The Wrigley family, who had made a fortune in the chewing
gum business, now applied their successful business principles
to marketing their baseball teams. William never wanted to limit
creativity-for example, he was also the first to have a "Ladies'
Day" at his ballpark, whereby women would be admitted free of
charge (typically on Fridays). Although not receiving any admissions
revenue, the club would instead enjoy increased beverage,
food, and cigarette sales at the park with the extra customers.
Pressure from women's groups ended the practice by the 1980s,
but with the idea, William Wrigley had accomplished what he
had set out to do: use the radio to make entire families of fans at
home and, in doing so, to "invite" all members of the family-not
just the lone man of the house-out to the stadium to see a
game for themselves. Not long after putting his plan into action,
Wrigley became the first owner to have all of his team's games
sent over the airwaves. Almost immediately, stations began lining
up at his door for the privilege.

Before Walter "Red" Barber took a job as a broadcaster with the
Cincinnati Reds in 1934, he rode on a bus all night to Chicago
and tried for an interview at WGN but was denied. After two seasons
in Cincinnati the twenty-seven-year-old Barber became the
announcer in 1935 for the first networked radio broadcast of
the World Series between the Cubs and the Detroit Tigers. He
remembered the experience well: "Nobody was even thinking
about television in 1935. But that [the World Series] was the
first sporting event that was ever on the Mutual Broadcasting network.
That was a network then of four stations: WGN in Chicago,
CKLW in Detroit, WOR in New York and, of course, the mighty,
half-million watt transmitter of WLW in Cincinnati." Baseball fans
in Chicago regularly heard the voices of Pat Flanagan on WBBM,
Bob Elson and Quin Ryan on WGN, and even comedian Joe E.
Brown, who made appearances on various stations from time
to time. Ryan was a local product, brought into the WGN studios
from the campus of Northwestern University, where he had
been a drama student. Cubs games were easily heard throughout
the Midwest, including the far reaches of rural Iowa-where a
young man named Ronald Reagan described the action from
Des Moines via Western Union telegraphs.

= Source material =
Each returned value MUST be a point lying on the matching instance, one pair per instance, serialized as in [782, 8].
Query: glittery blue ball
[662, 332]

= Written exercise 1 =
In the passage on the Wrigley family and early baseball radio, transcribe the portion that begins at the words "The Wrigley family, who" and stops after the words "the extra customers.".
= Written exercise 2 =
According to the passage on early baseball radio, which team did the Cubs play in the 1935 World Series?
= Written exercise 3 =
Carry the account of early baseball radio broadcasts further from the point at which it ends.

= Task response 1 =
The Wrigley family, who had made a fortune in the chewing
gum business, now applied their successful business principles
to marketing their baseball teams. William never wanted to limit
creativity-for example, he was also the first to have a "Ladies'
Day" at his ballpark, whereby women would be admitted free of
charge (typically on Fridays). Although not receiving any admissions
revenue, the club would instead enjoy increased beverage,
food, and cigarette sales at the park with the extra customers.

= Task response 2 =
The Detroit Tigers.

= Task response 3 =
Elson would serve as the Cubs' primary broadcaster from 1939
to 1942. After his enlistment in the Navy during World War Two,
he returned to Chicago to cover the White Sox. Those who heard
him would almost invariably speak of his mesmerizing, trademark
monotone. Elson would sometimes purposely drift away from
the baseball game and regale listeners on, for example, the fabulous
session of gin rummy that he had had with his neighbors the
other evening. In later years he was likened to Bob Prince of the
Pirates, who was said to be able to simultaneously eat an apple,
read a book, and broadcast a ball game. During the war years
Elson was replaced in the Cubs and White Sox radio booth by an
enterprising young reporter from Peoria, Illinois, named Jack
Brickhouse. With the exception of spending 1946 with the New
York Giants, Brickhouse remained as the chief announcer of the
North Siders until passing the sounds of the game over to Harry
Caray in 1982, who had just spent eleven seasons with the White
Sox. As Brickhouse began to do more work with the television
broadcasts of Cubs baseball, it became Vince Lloyd's turn to be
the radio play-by-play voice, joining the team in 1965 as WGN
established itself as the "voice of the Cubs."

* * *

Like WGN, another institution in Chicago that had gained national
fame through the middle of the century and into the 1960s
was the Edgewater Beach Hotel, the premier lodging and entertainment
destination in the Windy City. Located on Chicago's
grand North Shore along Lake Michigan in the 5300 block of
North Sheridan Road, the unmistakable complex with its pink
buildings would blare happy music and offer dancing long into
the weekend nights. The big bands of Jerry Gray, Frankie Carle,
Benny Goodman, and many others would thrill patrons for
hours on end. If it was summertime and the weather was right,
Gray would open his set with his famous number "Dancing in
the Dark" while couples took their foxtrots outside the building
to the Beachwalk. An hour-long radio show called Your Saturday
Dance Date
would join the action live at Edgewater Beach for
the last half of the show, after sending listeners tunes from New
York in the first half. Indeed, if you were accompanied to the
Edgewater, it was a certainly a special date-especially if you were
treated to dinner beforehand in the exquisite Marine Dining
Room. WGN had done its first primitive broadcasting from the
Edgewater in March 1924, only months before it would take over
WDAP to firmly establish itself in the city. The Edgewater was also
where National League teams stayed when coming to Chicago to
play the Cubs. "Club officials enjoyed the location, a five-minute
bus ride to Wrigley Field; the players loved the Edgewater Beach
nightlife," writer John Theodore noted. Theodore, in his book
Baseball's Natural, detailed the perilous fate of former Cub Eddie
Waitkus. Waitkus was shot on the twelfth floor of the Edgewater
in June 1949 by Ruth Ann Steinhagen, a young fan who had
become infatuated with the player. Ultimately, Waitkus would
recover from his wound and face Steinhagen in court before resuming
his baseball career.

Doomed by civic progress, the Edgewater was eventually cut off
from its beachfront location with the expansion of Lake Shore
Drive. The famous resort hotel shut its doors in 1967. Demolition
began in 1969 and was completed the following year.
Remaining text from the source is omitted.